Passage shown:
The following people are considered by Pantheon to be the most legendary Serbian Social Activists of all time. This list of famous Serbian Social Activists is sorted by HPI (Historical Popularity Index), a metric that aggregates information on a biography’s online popularity.

Photo of Dragutin Dimitrijević

1. Dragutin Dimitrijević (1876 - 1917)

With an HPI of 63.41, Dragutin Dimitrijević is the most famous Serbian Social Activist.  His biography has been translated into 26 different languages on wikipedia.

(Dataset excerpts)
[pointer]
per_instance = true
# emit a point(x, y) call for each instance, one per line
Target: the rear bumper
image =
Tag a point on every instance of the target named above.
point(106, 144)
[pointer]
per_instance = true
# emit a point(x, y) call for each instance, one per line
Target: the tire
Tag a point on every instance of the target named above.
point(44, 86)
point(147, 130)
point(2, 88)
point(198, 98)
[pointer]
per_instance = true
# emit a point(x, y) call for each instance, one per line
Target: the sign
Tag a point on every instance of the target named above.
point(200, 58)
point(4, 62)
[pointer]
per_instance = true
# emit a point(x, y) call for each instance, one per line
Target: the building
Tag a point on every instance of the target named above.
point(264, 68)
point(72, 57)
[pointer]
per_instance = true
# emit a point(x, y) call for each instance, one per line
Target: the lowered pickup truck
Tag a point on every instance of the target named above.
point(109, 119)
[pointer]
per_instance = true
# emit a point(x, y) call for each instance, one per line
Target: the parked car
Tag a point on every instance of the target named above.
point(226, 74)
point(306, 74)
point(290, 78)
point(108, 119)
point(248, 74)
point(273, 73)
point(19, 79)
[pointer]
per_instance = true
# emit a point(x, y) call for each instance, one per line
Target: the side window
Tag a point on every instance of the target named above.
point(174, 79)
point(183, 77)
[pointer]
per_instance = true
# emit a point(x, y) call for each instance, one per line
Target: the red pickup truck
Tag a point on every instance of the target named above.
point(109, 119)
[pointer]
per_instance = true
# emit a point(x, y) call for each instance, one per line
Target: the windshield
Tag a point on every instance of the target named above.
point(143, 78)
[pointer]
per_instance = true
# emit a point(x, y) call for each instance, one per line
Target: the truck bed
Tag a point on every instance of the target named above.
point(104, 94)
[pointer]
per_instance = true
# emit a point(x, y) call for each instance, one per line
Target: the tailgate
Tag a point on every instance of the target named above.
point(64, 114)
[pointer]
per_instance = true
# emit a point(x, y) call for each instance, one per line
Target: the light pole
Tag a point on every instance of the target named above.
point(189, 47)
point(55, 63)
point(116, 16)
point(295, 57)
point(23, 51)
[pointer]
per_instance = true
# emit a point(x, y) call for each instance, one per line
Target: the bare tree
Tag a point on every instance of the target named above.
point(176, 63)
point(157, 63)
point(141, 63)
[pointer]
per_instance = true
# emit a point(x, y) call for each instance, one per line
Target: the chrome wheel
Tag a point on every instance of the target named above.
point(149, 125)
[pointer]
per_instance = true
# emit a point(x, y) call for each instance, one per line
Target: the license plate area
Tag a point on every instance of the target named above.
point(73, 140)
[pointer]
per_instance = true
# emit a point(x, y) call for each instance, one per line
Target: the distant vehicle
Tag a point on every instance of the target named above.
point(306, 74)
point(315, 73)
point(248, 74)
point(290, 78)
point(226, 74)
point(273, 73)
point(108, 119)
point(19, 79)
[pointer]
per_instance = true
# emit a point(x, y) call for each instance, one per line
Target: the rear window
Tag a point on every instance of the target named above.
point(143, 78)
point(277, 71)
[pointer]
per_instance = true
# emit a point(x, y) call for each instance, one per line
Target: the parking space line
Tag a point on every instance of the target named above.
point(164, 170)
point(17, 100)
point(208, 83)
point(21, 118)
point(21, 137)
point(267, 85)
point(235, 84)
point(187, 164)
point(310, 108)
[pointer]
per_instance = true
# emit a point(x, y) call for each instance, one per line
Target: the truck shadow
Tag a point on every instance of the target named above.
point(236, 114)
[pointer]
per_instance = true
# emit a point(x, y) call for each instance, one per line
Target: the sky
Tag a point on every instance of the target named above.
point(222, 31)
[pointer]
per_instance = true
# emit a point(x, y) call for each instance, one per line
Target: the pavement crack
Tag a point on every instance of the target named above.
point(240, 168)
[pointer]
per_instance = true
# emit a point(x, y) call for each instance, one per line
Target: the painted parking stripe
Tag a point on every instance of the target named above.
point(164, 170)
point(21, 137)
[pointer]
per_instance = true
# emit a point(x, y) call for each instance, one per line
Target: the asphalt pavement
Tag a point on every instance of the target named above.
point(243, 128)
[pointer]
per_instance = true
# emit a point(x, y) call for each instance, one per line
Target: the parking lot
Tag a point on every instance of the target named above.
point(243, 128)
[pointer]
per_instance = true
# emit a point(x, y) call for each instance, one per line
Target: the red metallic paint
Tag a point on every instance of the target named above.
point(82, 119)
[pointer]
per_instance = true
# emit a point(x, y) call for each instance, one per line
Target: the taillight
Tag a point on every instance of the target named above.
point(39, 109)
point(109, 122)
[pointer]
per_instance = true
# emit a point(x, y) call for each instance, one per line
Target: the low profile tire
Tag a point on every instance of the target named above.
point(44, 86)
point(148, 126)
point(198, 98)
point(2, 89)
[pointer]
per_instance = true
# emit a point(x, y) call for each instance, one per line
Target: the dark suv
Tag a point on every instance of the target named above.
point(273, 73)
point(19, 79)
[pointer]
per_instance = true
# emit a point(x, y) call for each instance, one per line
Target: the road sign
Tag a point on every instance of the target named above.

Problems to solve:
A. Please list every number written in digits in the passage on Serbian social activists, in the order they appear.
B. In the passage on Serbian social activists, what does HPI stand for?
C. Echo the passage on Serbian social activists, starting at "The following people" and ending at "languages on wikipedia.".

Answers by item number:
A. 1, 1876, 1917, 63.41, 26

B. Historical Popularity Index

C.
The following people are considered by Pantheon to be the most legendary Serbian Social Activists of all time. This list of famous Serbian Social Activists is sorted by HPI (Historical Popularity Index), a metric that aggregates information on a biography’s online popularity.

Photo of Dragutin Dimitrijević

1. Dragutin Dimitrijević (1876 - 1917)

With an HPI of 63.41, Dragutin Dimitrijević is the most famous Serbian Social Activist.  His biography has been translated into 26 different languages on wikipedia.